Each record below should be repeated precisely as written.

• **Data excerpts**
==========
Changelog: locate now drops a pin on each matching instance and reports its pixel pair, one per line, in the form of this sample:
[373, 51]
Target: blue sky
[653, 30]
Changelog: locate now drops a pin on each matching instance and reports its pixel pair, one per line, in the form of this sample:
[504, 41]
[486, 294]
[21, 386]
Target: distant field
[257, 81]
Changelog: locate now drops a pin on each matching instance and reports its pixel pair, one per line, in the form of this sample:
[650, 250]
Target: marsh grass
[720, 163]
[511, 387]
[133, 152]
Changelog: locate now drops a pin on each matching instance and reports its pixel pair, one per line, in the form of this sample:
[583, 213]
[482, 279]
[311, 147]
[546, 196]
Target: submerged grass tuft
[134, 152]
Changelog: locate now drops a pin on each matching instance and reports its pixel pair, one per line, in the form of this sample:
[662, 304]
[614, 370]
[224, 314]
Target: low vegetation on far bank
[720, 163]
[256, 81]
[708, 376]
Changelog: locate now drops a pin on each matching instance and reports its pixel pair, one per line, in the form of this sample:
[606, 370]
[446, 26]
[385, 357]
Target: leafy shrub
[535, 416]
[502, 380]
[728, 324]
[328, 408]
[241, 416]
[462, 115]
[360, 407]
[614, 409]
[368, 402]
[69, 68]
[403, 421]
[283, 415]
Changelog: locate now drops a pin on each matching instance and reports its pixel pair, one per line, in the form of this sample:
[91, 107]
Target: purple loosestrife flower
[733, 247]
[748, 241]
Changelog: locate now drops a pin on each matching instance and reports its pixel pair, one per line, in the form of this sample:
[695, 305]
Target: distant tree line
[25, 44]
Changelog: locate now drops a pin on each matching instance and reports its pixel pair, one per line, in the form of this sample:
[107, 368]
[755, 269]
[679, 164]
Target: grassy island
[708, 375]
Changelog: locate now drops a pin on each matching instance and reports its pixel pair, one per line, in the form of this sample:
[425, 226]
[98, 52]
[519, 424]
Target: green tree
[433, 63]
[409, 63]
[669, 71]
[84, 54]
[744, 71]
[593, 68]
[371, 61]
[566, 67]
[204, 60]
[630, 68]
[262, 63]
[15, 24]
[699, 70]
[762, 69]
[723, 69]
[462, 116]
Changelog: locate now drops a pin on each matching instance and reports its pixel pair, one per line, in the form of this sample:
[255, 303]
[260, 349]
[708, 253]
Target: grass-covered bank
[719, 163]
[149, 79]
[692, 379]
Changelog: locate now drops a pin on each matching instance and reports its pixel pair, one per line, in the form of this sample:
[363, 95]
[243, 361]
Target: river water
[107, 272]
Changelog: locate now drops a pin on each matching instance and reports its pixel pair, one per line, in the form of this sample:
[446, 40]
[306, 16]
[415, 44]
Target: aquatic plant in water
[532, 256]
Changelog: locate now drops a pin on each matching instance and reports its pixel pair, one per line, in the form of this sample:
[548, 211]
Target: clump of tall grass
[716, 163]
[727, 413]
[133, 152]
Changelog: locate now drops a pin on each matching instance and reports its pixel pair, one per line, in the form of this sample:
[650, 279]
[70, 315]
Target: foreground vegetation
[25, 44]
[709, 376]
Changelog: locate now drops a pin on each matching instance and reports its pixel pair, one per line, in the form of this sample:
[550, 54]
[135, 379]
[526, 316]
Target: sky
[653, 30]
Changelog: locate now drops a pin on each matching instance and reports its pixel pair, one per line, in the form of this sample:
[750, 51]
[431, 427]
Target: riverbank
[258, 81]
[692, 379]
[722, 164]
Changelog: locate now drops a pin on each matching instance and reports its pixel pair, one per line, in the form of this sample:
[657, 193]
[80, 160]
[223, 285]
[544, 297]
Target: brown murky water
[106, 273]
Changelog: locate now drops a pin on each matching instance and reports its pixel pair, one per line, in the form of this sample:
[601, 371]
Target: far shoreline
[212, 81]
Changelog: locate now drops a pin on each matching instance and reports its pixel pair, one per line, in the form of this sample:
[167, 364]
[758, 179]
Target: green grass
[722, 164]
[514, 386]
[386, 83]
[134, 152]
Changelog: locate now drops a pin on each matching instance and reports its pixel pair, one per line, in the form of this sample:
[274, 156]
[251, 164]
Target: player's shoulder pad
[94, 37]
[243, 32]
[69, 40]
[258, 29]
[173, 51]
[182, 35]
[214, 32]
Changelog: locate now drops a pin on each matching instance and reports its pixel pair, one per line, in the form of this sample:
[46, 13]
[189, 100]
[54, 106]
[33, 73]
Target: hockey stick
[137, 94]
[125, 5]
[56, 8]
==========
• **Problem solution**
Changelog: locate now drops a pin on each matching instance and reports its pixel pair, one per line, in the form of this sample:
[373, 51]
Target: blue sky
[653, 30]
Changelog: locate now drops a pin on each matching instance and reports its pixel pair, one per line, in the form of this sample:
[504, 41]
[486, 294]
[21, 386]
Target: distant field
[257, 81]
Changelog: locate now drops a pin on each matching instance and reports its pixel pair, one per line, in the form of this sample:
[650, 250]
Target: marsh grass
[720, 163]
[511, 387]
[133, 152]
Changelog: locate now drops a pin on each matching instance and reports its pixel pair, one per line, in the form of this sample:
[583, 213]
[482, 279]
[311, 147]
[546, 196]
Target: submerged grass tuft
[134, 152]
Changelog: locate now drops a pin on each matching instance and reports its pixel pair, one per line, in the form of this sample:
[662, 304]
[614, 370]
[224, 314]
Target: low vegetation on far bank
[720, 163]
[256, 81]
[708, 376]
Changelog: locate now drops a pin on each matching instance and reports its pixel pair, one per line, in the form of this sample:
[606, 370]
[446, 26]
[385, 357]
Target: leafy shrub
[535, 416]
[502, 380]
[728, 324]
[328, 408]
[241, 416]
[462, 115]
[360, 407]
[614, 409]
[368, 402]
[69, 68]
[403, 421]
[283, 415]
Changelog: locate now drops a pin on each matching instance and reports its pixel pair, one per line, in the form of this sample:
[91, 107]
Target: purple loosestrife flower
[733, 247]
[748, 241]
Changelog: locate now drops a pin on each matching instance and reports its pixel pair, one per line, in the form of this sample:
[695, 305]
Target: distant tree line
[25, 44]
Changelog: locate now drops a pin on each matching instance and reports its pixel pair, one per line, in the form of this sample:
[107, 368]
[755, 269]
[679, 164]
Target: grassy island
[708, 375]
Changelog: locate now drops a pin on each matching instance and reports its pixel pair, one per line, in the form of this sample:
[425, 226]
[98, 52]
[519, 424]
Target: green tree
[433, 63]
[409, 63]
[669, 71]
[84, 54]
[744, 71]
[593, 68]
[371, 61]
[566, 67]
[204, 60]
[630, 68]
[262, 63]
[15, 24]
[699, 70]
[762, 69]
[723, 69]
[462, 116]
Changelog: locate now drops a pin on each matching instance and reports its pixel pair, one per line, in the form of this sample:
[255, 303]
[260, 349]
[708, 253]
Target: grass-covered bank
[719, 163]
[149, 79]
[692, 379]
Changelog: locate now drops a pin on each matching instance and reports its pixel pair, one per line, in the form of this sample:
[363, 95]
[243, 361]
Target: river water
[107, 272]
Changelog: locate now drops a pin on each matching instance and reports its pixel pair, one per line, in the form of this sample:
[446, 40]
[306, 16]
[415, 44]
Target: aquatic plant in water
[532, 256]
Changelog: locate now drops a pin on each matching instance and reports its pixel pair, one per line, in the form of this sample:
[548, 211]
Target: clump of tall grass
[716, 163]
[727, 413]
[133, 152]
Changelog: locate now drops a pin on each matching instance and reports its pixel pair, one per line, in the form of this sample:
[650, 279]
[70, 315]
Target: foreground vegetation
[25, 44]
[709, 376]
Changelog: locate now drops a pin on each matching instance and reports its pixel pair, one per line, in the form of this sample:
[550, 54]
[135, 379]
[526, 316]
Target: sky
[653, 30]
Changelog: locate now drops a pin on each matching instance and reports its pixel pair, one per line, in the form of this sample:
[750, 51]
[431, 427]
Target: riverbank
[258, 81]
[692, 379]
[722, 164]
Changelog: locate now drops a pin on each matching instance and reports its pixel pair, one per line, in the form of this sample:
[657, 193]
[80, 160]
[223, 285]
[544, 297]
Target: brown murky water
[106, 273]
Changelog: locate now drops a pin on each matching instance and reports its pixel pair, one per line, in the form of this sample:
[601, 371]
Target: far shoreline
[212, 81]
Changelog: locate now drops a pin on each matching instance and reports its pixel pair, one per line, in the form of this sample:
[167, 364]
[758, 179]
Target: green grass
[722, 164]
[514, 386]
[386, 83]
[134, 152]
Changelog: locate now drops a pin on each matching instance and reports its pixel pair, one per line, in the form of this sample:
[274, 156]
[251, 164]
Target: player's shoulder pad
[94, 37]
[243, 32]
[69, 40]
[258, 29]
[173, 51]
[182, 35]
[214, 32]
Changelog: locate now drops a pin on each matching instance and reports its pixel pair, one per line, in the form of this sample:
[46, 13]
[189, 100]
[54, 106]
[33, 73]
Target: hockey stick
[137, 94]
[125, 5]
[56, 8]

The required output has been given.